YOUR OBJECTIVE: Give the lines below as a JSON list of strings, with one string per line and blank lines omitted.

MATERIAL PROVIDED:
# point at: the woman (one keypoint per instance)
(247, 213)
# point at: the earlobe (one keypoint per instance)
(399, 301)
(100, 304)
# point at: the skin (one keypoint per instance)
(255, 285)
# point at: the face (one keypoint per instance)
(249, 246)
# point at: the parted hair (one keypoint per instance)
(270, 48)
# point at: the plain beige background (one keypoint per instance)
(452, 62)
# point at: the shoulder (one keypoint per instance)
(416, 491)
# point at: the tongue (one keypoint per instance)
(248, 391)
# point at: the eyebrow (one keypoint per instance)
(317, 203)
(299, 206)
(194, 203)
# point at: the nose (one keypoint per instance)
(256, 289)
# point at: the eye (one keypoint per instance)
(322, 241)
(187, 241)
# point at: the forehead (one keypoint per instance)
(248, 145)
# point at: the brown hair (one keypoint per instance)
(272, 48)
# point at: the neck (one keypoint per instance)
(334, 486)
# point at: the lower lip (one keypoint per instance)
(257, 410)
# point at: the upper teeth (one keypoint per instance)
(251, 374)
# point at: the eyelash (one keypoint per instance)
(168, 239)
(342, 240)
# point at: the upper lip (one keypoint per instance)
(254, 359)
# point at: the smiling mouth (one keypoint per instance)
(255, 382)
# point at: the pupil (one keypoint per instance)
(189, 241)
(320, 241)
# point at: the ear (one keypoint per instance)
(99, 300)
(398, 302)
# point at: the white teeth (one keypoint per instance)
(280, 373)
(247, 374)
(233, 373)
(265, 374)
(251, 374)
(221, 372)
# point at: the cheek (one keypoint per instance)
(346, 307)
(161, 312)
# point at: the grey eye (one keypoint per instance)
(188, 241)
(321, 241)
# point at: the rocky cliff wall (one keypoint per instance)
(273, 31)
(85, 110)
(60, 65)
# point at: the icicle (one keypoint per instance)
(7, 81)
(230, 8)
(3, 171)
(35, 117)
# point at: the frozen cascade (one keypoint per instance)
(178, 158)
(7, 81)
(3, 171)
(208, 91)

CORRECT RESPONSE:
[
  "# point at: the woman (one keypoint per instance)",
  "(247, 213)",
  "# point at: the earlobe (one keypoint per instance)",
  "(399, 301)",
  "(100, 304)",
  "# point at: the skin (one keypoint per instance)",
  "(255, 285)",
  "# point at: the face (one keypoint per instance)",
  "(249, 246)",
  "# point at: the parted hair (one keypoint per instance)",
  "(270, 48)",
  "# point at: the plain beige background (one keypoint per instance)",
  "(452, 62)",
  "# point at: the shoulder (one keypoint per instance)",
  "(416, 491)",
  "# point at: the tongue (one keypoint per instance)",
  "(248, 391)",
  "# point at: the eyebrow (one keypoint per instance)",
  "(317, 203)",
  "(299, 206)",
  "(194, 203)",
  "# point at: the nose (one keypoint per instance)",
  "(256, 289)",
  "# point at: the eye (one keypoint per instance)",
  "(322, 241)",
  "(187, 241)",
  "# point at: the forehead (one keypoint per instance)",
  "(248, 145)",
  "# point at: the brown hair (one keypoint per instance)",
  "(272, 48)",
  "# point at: the neck (one keypoint per instance)",
  "(334, 486)",
  "# point at: the lower lip (one keypoint per instance)",
  "(257, 410)",
  "# point at: the upper teeth (one keypoint per instance)",
  "(251, 374)",
  "# point at: the eyelash (one keypoint per instance)",
  "(168, 239)",
  "(342, 240)",
  "# point at: the upper lip (one keypoint per instance)",
  "(254, 359)",
  "# point at: the smiling mouth (one keypoint per instance)",
  "(255, 382)",
  "# point at: the pupil (one keypoint per instance)",
  "(189, 241)",
  "(320, 241)",
  "# point at: the ear (one keypoint per instance)",
  "(99, 300)",
  "(398, 302)",
  "# point at: the white teeth (one keypoint per instance)",
  "(280, 373)",
  "(247, 374)",
  "(233, 373)",
  "(265, 374)",
  "(251, 374)",
  "(221, 372)",
  "# point at: the cheek (one keypoint per instance)",
  "(346, 307)",
  "(161, 312)",
  "# point at: the grey eye (one keypoint per instance)",
  "(188, 241)",
  "(321, 241)",
  "# point at: the rocky cliff wall (one keypoint per instance)",
  "(273, 31)",
  "(85, 110)",
  "(60, 65)",
  "# point at: the icicle (one keypoint per instance)",
  "(7, 81)",
  "(230, 8)",
  "(3, 171)",
  "(35, 117)",
  "# point at: the frozen cascade (one keypoint per instance)",
  "(178, 158)",
  "(7, 81)",
  "(3, 171)",
  "(208, 91)"
]